WHAT IS NEEDED
Count the lines in the data that contain the word "blouse", and reply with that number alone.

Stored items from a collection
· · · · ·

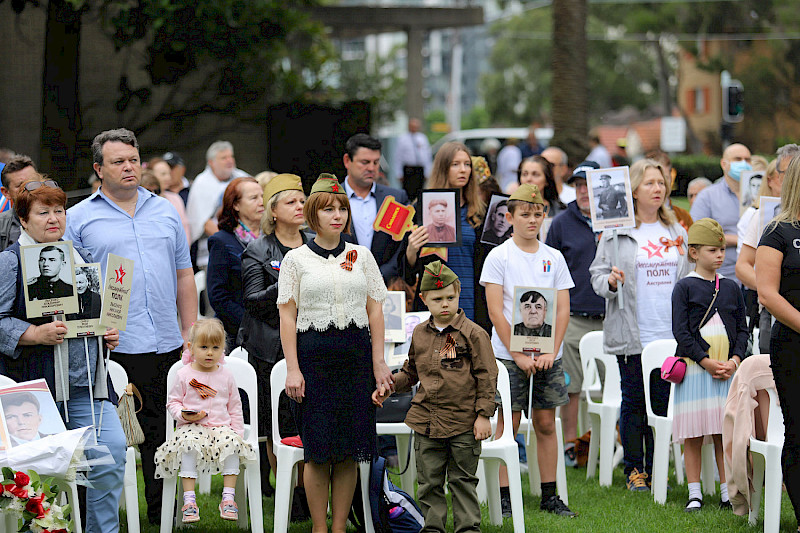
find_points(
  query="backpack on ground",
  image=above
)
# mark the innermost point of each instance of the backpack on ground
(393, 510)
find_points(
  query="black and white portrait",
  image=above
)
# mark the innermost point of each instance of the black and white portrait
(611, 198)
(496, 228)
(440, 216)
(49, 278)
(533, 319)
(393, 316)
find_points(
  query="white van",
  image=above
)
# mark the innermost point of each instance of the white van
(474, 138)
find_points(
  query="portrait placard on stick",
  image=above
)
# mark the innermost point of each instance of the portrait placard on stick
(29, 413)
(86, 322)
(48, 271)
(394, 218)
(533, 318)
(496, 228)
(610, 198)
(441, 216)
(117, 292)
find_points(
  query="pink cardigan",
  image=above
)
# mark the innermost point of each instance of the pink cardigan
(739, 424)
(224, 409)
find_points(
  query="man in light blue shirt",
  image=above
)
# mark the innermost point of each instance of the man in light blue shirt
(127, 220)
(721, 202)
(362, 160)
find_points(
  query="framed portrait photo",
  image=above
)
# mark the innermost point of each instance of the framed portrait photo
(88, 287)
(49, 273)
(769, 208)
(394, 308)
(441, 216)
(533, 319)
(29, 413)
(750, 184)
(496, 228)
(610, 198)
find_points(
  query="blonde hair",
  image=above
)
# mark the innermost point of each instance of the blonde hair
(638, 169)
(321, 200)
(471, 192)
(268, 218)
(764, 189)
(209, 331)
(790, 196)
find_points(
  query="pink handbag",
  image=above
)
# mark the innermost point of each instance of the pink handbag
(673, 369)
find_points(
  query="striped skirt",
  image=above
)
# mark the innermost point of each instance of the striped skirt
(699, 398)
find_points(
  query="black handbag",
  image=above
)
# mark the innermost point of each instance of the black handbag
(395, 408)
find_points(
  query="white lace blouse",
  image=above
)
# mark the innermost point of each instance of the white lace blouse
(326, 293)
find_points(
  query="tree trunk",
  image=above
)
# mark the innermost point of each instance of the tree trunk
(570, 90)
(61, 118)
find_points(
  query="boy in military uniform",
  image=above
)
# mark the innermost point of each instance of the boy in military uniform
(452, 359)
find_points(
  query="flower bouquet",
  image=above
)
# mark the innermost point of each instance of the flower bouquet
(33, 501)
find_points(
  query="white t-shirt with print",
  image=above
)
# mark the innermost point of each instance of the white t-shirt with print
(656, 273)
(509, 266)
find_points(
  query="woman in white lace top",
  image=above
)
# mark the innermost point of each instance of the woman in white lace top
(330, 298)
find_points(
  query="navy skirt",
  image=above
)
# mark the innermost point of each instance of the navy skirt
(337, 419)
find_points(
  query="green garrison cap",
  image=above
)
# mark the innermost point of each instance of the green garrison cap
(528, 192)
(327, 183)
(282, 182)
(437, 275)
(706, 232)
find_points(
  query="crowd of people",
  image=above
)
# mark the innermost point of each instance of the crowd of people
(304, 278)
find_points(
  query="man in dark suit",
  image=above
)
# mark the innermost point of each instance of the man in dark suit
(362, 160)
(48, 284)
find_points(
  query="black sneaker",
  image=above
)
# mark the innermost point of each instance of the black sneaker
(505, 505)
(554, 505)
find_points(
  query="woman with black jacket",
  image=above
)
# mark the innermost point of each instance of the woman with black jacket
(261, 264)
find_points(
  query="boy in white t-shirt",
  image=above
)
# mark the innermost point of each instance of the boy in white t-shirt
(524, 261)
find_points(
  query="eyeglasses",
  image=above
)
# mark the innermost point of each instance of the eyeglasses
(33, 185)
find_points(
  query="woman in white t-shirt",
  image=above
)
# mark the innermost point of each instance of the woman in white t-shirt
(652, 258)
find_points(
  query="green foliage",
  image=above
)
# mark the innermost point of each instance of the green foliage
(518, 88)
(376, 80)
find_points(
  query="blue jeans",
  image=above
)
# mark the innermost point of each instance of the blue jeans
(635, 433)
(102, 499)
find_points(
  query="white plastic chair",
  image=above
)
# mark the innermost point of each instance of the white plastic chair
(503, 449)
(603, 414)
(289, 456)
(9, 523)
(248, 484)
(767, 471)
(130, 488)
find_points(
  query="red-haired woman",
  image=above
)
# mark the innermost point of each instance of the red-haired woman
(35, 348)
(239, 225)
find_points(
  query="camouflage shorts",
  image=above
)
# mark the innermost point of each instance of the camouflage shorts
(549, 387)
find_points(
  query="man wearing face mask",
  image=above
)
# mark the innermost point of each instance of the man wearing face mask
(721, 202)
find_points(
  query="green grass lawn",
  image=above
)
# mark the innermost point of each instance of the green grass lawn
(600, 509)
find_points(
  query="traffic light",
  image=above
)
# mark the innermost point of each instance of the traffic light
(732, 101)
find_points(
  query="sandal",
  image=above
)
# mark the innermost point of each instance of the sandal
(693, 509)
(228, 510)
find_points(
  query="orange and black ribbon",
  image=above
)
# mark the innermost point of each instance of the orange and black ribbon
(349, 259)
(203, 390)
(448, 351)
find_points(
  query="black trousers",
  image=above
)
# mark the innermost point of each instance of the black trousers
(148, 371)
(786, 370)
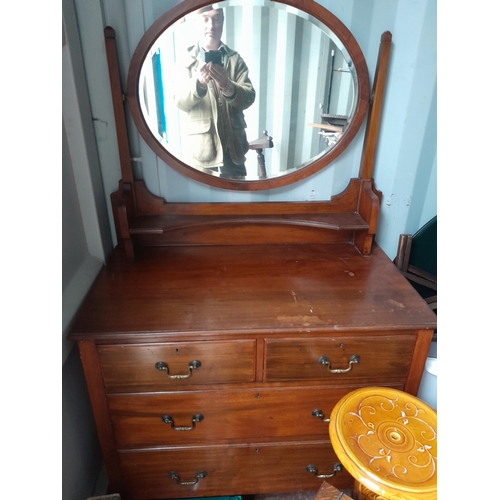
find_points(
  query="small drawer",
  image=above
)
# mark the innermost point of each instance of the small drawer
(195, 417)
(370, 360)
(222, 470)
(177, 364)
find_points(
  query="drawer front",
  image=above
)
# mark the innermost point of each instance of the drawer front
(177, 364)
(228, 469)
(379, 359)
(186, 418)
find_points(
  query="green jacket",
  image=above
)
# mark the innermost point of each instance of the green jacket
(212, 121)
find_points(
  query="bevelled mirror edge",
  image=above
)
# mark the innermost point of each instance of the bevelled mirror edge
(309, 7)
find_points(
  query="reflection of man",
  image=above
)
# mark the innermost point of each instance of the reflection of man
(213, 96)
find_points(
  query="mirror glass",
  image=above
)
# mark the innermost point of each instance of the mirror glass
(295, 95)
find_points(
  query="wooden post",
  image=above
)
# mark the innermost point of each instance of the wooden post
(118, 106)
(375, 109)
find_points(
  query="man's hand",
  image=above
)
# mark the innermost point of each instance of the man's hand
(219, 75)
(204, 74)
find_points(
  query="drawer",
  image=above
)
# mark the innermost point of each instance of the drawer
(186, 418)
(177, 364)
(224, 470)
(369, 360)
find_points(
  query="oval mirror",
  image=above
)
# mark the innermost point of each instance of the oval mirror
(291, 96)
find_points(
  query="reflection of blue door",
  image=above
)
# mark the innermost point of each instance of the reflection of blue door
(159, 96)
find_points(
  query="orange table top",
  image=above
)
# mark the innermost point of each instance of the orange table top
(387, 440)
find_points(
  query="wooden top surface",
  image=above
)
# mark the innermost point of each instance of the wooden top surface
(263, 288)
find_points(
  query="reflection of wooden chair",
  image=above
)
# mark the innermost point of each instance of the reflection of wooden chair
(266, 141)
(416, 259)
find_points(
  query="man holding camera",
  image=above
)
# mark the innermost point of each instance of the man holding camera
(213, 91)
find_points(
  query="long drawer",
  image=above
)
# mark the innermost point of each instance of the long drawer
(340, 359)
(189, 417)
(177, 364)
(229, 470)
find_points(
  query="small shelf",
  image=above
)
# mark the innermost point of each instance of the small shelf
(163, 223)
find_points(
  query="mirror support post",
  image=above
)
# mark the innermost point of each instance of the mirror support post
(118, 98)
(375, 109)
(123, 201)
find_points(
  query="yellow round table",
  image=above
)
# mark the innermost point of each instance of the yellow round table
(387, 440)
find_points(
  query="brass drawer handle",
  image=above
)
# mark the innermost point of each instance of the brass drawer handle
(167, 419)
(353, 360)
(319, 414)
(336, 468)
(199, 475)
(193, 365)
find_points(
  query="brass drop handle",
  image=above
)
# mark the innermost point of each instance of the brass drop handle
(167, 419)
(319, 414)
(199, 475)
(353, 360)
(193, 365)
(312, 469)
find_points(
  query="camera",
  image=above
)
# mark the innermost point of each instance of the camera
(214, 56)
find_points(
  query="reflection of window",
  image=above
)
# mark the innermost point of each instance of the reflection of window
(159, 96)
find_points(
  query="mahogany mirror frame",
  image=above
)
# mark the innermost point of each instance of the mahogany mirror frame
(310, 7)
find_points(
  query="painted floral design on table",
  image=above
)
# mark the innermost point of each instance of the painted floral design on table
(395, 437)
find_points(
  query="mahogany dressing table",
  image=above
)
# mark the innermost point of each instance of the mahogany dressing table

· · · · ·

FINAL RESULT
2